===== Passage shown

Scott Heron discovered the joy of dancing while studying liberal arts at Colorado College. A move to Austin, Texas led to an accidental meeting with radical dance pioneer Deborah Hay. He participated in four of her large group workshops and has continued a long relationship with her, occasionally touring as a guest of the Deborah Hay Dance Company and interpreting her works from written texts. He is featured in her books “Lamb at the Altar” and “My Body the Buddhist.” In the mid ‘80s he performed with her company in New York City and then stayed there to pursue a career in dance.
Bypassing any formal studies, he quickly fell in with the East Village scene where he danced and performed continually with a group of experimentalists and improvisers centered around Movement Research and Performance Space 122. During this time he performed in the works of just about anyone who asked him to, including Jennifer Monson, Yvonne Meier, Carmelita Tropicana, Karen Finley, Sarah East Johnson, DD Dorvillier, Linda Austin and countless others while developing his own work as a choreographer and performer.

==========

Requests
1) How would you translate this sentence from the biography of Scott Heron into Spanish: "Scott Heron discovered the joy of dancing while studying liberal arts at Colorado College."
2) In the biography of Scott Heron, replace "workshops" with "sessions" and write out the text between "Scott Heron discovered" and "career in dance.", inclusive.
3) Answer these questions from the biography of Scott Heron:
(a) Where was he studying liberal arts when he discovered the joy of dancing?
(b) In how many of Deborah Hay's large group workshops did he participate?
(c) Around what two organizations was the East Village group of experimentalists and improvisers centered?

===== Supplied material

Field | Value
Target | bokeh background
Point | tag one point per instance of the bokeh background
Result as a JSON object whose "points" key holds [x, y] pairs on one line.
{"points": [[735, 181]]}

==========

Solutions
1) Scott Heron descubrió la alegría de bailar mientras estudiaba artes liberales en Colorado College.

2)
Scott Heron discovered the joy of dancing while studying liberal arts at Colorado College. A move to Austin, Texas led to an accidental meeting with radical dance pioneer Deborah Hay. He participated in four of her large group sessions and has continued a long relationship with her, occasionally touring as a guest of the Deborah Hay Dance Company and interpreting her works from written texts. He is featured in her books “Lamb at the Altar” and “My Body the Buddhist.” In the mid ‘80s he performed with her company in New York City and then stayed there to pursue a career in dance.

3)
(a) At Colorado College.
(b) Four.
(c) Movement Research and Performance Space 122.